Dataset excerpts
>>>

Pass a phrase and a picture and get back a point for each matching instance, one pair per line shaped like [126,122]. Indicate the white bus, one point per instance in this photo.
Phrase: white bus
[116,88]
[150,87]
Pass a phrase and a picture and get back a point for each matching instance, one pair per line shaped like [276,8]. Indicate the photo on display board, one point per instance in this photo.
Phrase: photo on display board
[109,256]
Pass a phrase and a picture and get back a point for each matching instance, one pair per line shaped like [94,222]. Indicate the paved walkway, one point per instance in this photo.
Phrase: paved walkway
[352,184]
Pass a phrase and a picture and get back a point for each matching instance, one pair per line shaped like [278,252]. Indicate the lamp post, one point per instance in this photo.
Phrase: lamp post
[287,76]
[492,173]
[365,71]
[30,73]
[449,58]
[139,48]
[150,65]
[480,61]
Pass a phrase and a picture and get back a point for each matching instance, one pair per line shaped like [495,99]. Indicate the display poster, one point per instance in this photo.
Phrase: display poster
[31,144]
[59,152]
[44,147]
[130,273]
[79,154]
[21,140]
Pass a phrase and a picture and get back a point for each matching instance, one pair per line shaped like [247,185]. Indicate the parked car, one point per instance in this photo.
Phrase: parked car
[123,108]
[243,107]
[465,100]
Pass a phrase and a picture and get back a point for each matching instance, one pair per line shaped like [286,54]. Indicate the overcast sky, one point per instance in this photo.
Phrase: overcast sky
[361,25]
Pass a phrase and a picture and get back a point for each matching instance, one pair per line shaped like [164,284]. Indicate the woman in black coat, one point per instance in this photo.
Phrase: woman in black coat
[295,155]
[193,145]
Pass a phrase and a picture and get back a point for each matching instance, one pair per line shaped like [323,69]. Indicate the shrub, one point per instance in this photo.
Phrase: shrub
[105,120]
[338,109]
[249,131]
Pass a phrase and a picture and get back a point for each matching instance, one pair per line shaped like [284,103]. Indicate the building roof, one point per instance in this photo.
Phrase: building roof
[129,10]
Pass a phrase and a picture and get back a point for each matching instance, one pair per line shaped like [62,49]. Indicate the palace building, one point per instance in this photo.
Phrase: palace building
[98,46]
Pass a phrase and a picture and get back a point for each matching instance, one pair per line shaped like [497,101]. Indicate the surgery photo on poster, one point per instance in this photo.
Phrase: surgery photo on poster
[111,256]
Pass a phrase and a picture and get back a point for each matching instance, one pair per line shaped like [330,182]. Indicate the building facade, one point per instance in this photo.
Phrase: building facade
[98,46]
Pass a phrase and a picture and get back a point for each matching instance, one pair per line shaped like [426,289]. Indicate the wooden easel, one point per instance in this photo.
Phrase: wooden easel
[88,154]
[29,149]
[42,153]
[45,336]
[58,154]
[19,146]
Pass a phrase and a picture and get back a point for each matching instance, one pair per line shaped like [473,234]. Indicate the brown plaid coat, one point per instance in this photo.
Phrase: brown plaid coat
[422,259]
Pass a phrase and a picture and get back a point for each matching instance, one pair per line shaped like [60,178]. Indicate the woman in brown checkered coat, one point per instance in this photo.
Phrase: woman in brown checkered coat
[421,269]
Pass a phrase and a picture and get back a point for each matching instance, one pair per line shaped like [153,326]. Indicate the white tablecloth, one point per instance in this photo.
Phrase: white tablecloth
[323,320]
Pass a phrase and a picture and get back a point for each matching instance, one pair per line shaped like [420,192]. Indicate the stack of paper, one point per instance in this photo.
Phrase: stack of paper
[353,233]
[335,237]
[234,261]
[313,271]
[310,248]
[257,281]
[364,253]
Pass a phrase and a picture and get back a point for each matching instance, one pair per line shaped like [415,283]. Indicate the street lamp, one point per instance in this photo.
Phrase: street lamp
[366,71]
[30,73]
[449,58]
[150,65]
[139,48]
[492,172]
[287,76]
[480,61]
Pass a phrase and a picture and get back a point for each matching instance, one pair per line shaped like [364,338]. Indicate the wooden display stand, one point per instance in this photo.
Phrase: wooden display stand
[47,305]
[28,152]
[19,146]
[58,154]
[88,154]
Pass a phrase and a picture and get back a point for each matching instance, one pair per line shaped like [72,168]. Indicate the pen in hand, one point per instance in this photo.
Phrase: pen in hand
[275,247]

<<<
>>>

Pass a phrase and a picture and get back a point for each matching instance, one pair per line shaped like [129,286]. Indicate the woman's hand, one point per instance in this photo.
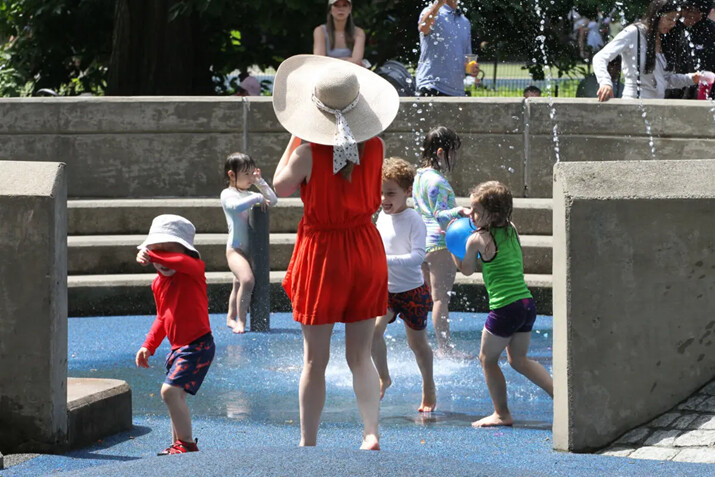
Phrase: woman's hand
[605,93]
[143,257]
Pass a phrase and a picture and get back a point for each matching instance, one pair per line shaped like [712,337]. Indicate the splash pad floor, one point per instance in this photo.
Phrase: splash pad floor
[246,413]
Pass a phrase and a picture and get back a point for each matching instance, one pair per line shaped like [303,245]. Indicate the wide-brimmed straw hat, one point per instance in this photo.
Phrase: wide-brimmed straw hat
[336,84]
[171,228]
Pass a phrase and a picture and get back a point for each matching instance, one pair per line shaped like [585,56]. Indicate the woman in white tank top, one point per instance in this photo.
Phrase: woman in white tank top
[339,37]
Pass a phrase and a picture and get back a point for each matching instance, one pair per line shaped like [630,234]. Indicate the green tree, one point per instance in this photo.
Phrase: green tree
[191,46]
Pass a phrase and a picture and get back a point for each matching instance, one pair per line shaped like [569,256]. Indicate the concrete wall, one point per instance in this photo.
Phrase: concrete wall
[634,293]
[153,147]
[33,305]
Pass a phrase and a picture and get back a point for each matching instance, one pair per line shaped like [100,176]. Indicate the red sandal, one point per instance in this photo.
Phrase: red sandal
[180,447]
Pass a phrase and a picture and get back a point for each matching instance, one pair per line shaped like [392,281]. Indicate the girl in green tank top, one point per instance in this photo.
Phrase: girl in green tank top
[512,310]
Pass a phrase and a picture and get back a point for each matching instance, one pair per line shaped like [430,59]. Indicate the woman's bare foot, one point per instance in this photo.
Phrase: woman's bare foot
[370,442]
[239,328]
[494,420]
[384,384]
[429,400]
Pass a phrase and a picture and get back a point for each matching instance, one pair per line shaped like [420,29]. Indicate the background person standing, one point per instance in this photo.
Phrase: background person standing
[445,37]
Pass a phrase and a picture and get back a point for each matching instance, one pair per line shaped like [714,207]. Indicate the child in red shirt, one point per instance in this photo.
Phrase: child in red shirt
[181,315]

<<<
>>>

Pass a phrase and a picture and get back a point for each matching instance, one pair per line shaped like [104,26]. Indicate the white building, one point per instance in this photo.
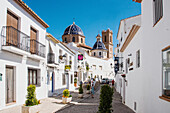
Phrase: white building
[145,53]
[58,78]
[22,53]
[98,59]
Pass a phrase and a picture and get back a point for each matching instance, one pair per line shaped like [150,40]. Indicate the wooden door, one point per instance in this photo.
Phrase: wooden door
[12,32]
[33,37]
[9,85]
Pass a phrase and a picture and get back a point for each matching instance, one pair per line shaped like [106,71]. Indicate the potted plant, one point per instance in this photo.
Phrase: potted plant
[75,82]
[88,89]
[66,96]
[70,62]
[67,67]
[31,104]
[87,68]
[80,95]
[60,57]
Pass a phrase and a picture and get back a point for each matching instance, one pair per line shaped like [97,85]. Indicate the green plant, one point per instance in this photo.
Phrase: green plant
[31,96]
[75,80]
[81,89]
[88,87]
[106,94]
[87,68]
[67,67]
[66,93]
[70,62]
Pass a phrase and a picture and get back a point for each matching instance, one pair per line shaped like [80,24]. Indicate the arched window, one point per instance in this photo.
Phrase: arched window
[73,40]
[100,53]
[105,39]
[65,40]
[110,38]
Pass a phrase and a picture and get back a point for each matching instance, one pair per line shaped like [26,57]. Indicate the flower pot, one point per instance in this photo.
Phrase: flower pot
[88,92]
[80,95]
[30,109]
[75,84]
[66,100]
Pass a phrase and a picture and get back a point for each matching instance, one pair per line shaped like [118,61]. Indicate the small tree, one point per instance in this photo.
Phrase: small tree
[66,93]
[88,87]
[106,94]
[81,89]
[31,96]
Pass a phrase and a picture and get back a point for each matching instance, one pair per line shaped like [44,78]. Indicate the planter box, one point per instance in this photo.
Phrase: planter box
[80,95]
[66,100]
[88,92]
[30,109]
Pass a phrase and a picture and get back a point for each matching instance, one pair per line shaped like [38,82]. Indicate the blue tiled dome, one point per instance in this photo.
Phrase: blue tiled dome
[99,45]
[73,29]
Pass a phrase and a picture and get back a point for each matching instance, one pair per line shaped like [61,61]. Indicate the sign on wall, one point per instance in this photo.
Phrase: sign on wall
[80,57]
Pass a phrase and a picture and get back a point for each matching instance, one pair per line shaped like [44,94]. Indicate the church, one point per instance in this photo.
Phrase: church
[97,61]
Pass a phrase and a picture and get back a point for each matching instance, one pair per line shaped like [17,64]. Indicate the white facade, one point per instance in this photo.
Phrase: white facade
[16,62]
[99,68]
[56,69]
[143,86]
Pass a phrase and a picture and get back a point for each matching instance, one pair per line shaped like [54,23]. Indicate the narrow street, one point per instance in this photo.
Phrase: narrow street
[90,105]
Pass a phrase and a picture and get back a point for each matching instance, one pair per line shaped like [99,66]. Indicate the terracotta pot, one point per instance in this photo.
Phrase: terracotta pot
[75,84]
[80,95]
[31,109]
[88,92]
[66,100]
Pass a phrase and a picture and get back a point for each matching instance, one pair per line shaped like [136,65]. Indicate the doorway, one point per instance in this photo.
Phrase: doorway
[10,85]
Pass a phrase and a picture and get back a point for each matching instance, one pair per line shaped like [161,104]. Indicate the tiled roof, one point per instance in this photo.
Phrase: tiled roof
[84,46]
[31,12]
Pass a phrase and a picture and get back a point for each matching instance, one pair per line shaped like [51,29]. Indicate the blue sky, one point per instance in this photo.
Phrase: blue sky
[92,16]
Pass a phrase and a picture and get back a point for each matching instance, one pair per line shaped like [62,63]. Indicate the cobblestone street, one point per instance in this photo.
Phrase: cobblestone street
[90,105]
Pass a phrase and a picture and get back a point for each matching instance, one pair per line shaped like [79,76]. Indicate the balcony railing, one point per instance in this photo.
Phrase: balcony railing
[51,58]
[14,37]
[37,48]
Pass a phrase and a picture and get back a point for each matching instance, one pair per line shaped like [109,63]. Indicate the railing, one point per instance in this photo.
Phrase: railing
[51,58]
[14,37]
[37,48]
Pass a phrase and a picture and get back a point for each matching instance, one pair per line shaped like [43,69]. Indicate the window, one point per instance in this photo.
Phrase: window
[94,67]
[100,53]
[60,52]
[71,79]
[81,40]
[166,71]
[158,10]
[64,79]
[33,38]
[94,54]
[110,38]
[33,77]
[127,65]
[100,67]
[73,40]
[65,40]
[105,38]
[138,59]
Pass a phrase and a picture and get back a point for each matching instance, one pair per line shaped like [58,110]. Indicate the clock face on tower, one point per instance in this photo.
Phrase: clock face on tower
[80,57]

<<<

■ **Directions for this task**: Return only the part of the records above that opens with the line containing "bus, one point per instance in this photo." and closes with the line containing "shaped like [495,99].", ends included.

■ **Answer**:
Pass a phrase and a picture and get back a point for each matching instance, one pair per line shaped like [126,122]. Indicate the white bus, one point per instance in this photo.
Phrase: white bus
[116,88]
[150,87]
Pass a phrase and a picture and get back a point for each matching instance, one pair per line shaped like [276,8]. Indicate the photo on display board, one point per instance in this photo.
Phrase: photo on display board
[109,256]
Pass a phrase and a picture and get back a point for each matching instance, one pair per line shaped like [94,222]. Indicate the paved walkway, one point per instance in this photo.
Phrase: paved walkway
[352,184]
Pass a phrase and a picture and get back a point for each matching instance, one pair per line shaped like [278,252]. Indicate the lamp post, one point per instance in this photo.
Phrase: lamp post
[287,76]
[492,173]
[365,71]
[30,73]
[449,58]
[139,48]
[150,65]
[480,61]
Pass a phrase and a picture and get back a point for each matching instance, one pair per line shaped like [495,99]. Indicate the display poster, one point per instance in this photo.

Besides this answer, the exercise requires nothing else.